## [Consigne A]
Compte les lignes des entrées où figure le mot « like », en respectant les majuscules et les minuscules. Donne seulement ce nombre.
========================================
Nous nous mobiliserons pour rompre l’isolement et pour créer les liens solidaires de nature à transformer les rapports sociaux partout dans la ville. A la fin du mois d’août, nous présenterons les membres de l’association et annoncerons ici même, dans Cactus, le programme que nous nous assignons.

Je ne saurais terminer cette explication de ma démission sans exprimer ce qu’a signifié à mes yeux cette expérience de la constitution d’une liste et de l’implication dans la campagne. Tout cela a duré un an, fut jalonné de leçons politiques (les partis n’agissent que guidés par l’intérêt des places à occuper), de rencontres d’abord civiquement motivées, puis cimentées par la confiance et l’amitié, au long de soirées de débats sans esquive.

Je rends grâce à ceux qui n’ont durant tous ces mois songé qu’à l’avenir de la ville, à l’obligation que nous avons de la transmettre vivable à ceux qui nous suivront. Aujourd’hui, les mêmes, dotés d’un mandat municipal désintéressé, ou motivés par leur seule éthique et le besoin d’être utiles, sont résolus à faire durer l’unité constituée dans ce qui s’appelle une opposition sans concession et constructive.

Chantal Vinet, présidente de l’association « Chartres Écologie, pour une agglomération solidaire, responsable et créative ».
========================================
## [Consigne B]
Recopie à l'identique le passage de l'extrait sur la démission qui commence par « Je ne saurais » et se poursuit jusqu'à « débats sans esquive. ».

## [Extraits d'un jeu de données de pointage]
========================================
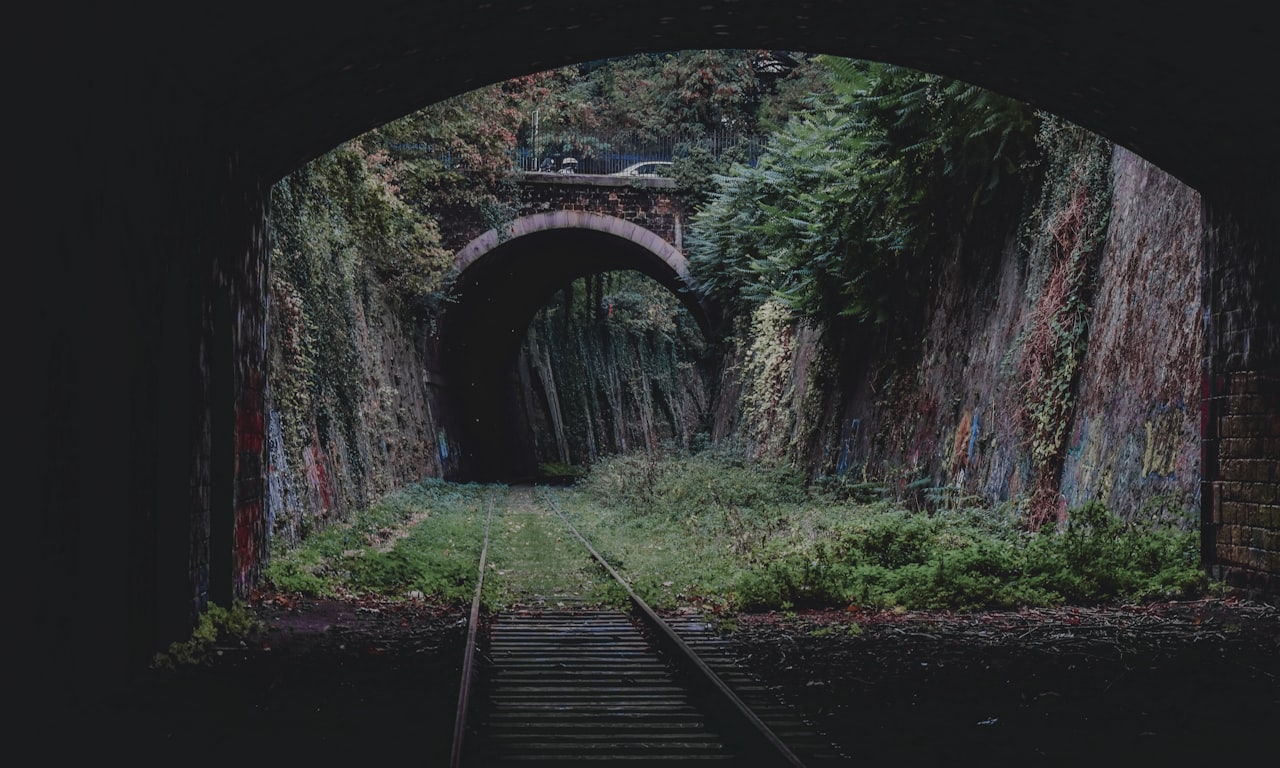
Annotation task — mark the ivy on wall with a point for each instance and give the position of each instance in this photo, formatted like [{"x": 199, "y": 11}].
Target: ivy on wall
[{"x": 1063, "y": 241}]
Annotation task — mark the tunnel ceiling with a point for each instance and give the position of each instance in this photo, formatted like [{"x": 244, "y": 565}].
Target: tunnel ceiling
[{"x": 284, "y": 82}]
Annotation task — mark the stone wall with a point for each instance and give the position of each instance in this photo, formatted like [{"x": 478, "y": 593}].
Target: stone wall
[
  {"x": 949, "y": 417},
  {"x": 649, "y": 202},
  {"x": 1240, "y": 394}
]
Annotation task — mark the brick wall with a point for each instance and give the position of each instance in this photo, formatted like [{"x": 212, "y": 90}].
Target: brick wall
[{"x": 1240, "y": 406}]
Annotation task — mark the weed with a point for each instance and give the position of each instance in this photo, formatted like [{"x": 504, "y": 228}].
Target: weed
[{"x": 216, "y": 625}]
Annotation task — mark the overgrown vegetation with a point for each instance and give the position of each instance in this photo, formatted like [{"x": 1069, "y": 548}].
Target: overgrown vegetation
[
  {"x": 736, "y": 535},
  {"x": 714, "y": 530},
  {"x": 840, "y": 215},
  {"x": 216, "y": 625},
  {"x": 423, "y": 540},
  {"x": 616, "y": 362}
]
========================================
## [Réponse complète A]
6

## [Réponse complète B]
Je ne saurais terminer cette explication de ma démission sans exprimer ce qu’a signifié à mes yeux cette expérience de la constitution d’une liste et de l’implication dans la campagne. Tout cela a duré un an, fut jalonné de leçons politiques (les partis n’agissent que guidés par l’intérêt des places à occuper), de rencontres d’abord civiquement motivées, puis cimentées par la confiance et l’amitié, au long de soirées de débats sans esquive.